**Supplied information:**
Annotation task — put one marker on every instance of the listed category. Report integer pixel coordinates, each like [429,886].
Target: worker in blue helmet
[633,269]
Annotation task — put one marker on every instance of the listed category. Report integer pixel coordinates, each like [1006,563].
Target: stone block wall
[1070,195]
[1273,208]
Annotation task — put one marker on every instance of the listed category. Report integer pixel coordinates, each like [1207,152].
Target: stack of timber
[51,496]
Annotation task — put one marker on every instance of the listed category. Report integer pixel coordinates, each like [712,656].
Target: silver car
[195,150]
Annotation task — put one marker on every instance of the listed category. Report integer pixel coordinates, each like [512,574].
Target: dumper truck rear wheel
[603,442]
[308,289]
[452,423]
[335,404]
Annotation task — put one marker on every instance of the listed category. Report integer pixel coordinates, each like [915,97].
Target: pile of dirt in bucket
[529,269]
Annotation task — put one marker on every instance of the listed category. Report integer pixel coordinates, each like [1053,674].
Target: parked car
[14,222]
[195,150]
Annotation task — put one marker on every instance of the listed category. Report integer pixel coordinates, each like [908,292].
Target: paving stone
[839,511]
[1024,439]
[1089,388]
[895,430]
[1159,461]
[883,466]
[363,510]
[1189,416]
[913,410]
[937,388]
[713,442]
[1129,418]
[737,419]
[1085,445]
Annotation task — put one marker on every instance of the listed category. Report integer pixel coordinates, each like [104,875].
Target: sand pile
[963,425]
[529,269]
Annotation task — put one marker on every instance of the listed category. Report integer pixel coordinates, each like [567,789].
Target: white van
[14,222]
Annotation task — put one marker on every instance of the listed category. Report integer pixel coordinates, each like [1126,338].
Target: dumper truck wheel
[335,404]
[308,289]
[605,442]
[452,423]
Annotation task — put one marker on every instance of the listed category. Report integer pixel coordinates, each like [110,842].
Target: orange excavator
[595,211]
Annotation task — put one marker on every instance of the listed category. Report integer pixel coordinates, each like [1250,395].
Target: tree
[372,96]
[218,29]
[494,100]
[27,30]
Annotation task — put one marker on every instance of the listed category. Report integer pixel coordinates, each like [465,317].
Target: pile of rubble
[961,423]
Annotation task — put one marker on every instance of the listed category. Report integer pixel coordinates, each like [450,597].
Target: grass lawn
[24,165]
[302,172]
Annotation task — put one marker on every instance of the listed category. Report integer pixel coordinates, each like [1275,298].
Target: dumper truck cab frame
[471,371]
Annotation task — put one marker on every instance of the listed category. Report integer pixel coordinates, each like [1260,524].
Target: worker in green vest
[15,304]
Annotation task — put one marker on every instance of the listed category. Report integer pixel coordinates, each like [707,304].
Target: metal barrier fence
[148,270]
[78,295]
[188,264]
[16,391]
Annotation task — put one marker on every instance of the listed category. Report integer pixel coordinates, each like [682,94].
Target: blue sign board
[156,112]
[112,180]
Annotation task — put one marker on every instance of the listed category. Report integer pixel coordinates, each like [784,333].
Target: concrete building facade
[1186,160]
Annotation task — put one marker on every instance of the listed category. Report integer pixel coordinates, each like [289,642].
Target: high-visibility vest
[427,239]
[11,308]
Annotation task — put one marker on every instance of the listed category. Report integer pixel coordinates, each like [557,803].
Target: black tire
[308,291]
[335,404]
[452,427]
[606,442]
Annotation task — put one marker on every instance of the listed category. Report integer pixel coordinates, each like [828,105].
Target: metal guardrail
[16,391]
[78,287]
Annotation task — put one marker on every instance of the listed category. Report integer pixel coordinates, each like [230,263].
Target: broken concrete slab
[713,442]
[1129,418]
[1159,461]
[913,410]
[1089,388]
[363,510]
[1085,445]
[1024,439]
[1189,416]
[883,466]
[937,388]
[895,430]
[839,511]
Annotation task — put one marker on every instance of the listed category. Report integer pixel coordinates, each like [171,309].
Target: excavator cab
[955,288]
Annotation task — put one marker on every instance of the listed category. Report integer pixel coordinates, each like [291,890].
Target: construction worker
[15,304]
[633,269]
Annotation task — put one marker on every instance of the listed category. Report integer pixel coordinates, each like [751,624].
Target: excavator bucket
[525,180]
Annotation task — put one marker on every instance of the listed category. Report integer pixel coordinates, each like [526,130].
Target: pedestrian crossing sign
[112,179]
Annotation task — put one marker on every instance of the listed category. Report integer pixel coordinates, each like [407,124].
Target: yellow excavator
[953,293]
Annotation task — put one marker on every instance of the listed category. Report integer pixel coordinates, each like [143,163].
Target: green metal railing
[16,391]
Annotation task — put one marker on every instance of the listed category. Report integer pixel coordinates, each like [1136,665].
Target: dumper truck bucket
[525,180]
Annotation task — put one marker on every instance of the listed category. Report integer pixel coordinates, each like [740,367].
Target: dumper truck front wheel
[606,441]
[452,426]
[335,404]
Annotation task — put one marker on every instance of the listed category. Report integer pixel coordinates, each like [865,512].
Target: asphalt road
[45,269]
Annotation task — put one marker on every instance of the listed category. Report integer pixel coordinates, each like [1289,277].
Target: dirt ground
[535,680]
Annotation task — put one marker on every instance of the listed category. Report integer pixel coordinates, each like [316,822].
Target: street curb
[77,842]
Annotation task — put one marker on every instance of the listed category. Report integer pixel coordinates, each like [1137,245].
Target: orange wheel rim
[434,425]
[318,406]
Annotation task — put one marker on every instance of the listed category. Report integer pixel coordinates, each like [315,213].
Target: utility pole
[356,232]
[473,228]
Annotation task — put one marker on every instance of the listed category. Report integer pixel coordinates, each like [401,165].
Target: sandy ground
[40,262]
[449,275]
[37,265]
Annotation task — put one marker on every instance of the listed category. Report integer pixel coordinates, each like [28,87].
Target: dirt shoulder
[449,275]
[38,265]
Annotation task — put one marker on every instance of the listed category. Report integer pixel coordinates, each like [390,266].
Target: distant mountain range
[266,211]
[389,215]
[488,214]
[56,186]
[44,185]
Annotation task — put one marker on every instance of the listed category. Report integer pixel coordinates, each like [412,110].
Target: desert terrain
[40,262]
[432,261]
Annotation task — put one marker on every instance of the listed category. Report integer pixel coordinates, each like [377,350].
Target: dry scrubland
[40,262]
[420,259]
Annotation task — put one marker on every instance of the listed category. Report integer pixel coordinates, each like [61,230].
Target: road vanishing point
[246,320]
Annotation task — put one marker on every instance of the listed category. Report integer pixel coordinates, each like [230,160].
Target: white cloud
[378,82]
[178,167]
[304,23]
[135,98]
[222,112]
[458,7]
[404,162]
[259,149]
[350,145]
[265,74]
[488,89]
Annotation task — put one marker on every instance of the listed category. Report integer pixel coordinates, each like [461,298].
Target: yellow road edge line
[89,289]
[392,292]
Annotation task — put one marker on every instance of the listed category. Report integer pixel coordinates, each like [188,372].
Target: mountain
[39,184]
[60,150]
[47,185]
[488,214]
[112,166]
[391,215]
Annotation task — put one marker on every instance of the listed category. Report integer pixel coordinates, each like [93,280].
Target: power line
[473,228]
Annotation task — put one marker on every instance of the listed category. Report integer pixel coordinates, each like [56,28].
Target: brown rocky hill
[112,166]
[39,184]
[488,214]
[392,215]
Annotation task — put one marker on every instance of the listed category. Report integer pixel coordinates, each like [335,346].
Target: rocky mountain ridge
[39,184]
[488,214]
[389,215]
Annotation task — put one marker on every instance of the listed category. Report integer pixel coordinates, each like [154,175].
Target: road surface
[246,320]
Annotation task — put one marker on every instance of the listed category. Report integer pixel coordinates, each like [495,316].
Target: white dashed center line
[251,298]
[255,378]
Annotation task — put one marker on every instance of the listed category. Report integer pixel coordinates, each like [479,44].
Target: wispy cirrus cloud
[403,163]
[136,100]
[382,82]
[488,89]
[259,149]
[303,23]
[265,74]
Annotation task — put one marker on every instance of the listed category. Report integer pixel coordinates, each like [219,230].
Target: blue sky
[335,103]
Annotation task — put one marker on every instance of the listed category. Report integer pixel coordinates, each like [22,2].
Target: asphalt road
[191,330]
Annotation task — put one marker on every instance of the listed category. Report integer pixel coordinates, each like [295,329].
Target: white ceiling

**Exercise instructions:**
Going back over the entries above, copy word for word every line from the one that has "each like [390,266]." on through the one that has "each like [230,160].".

**Result for this task:**
Annotation task — put one marker on every instance of the listed category. Report integer pixel coordinates, each like [390,266].
Target: distant mountain range
[266,211]
[389,215]
[488,214]
[56,186]
[44,185]
Annotation task — put one marker on every instance of the listed category. Report integer pixel coordinates, each like [412,110].
Target: desert terrain
[40,262]
[432,261]
Annotation task — put one marker on every instance of the listed category. Report integer pixel coordinates, each like [377,350].
Target: dry scrubland
[40,262]
[420,259]
Annotation task — put one marker on every instance of the listed category. Report integer pixel coordinates, each like [61,230].
Target: road vanishing point
[246,320]
Annotation task — put one marker on every instance of the listed category. Report integer pixel coordinates, each like [230,160].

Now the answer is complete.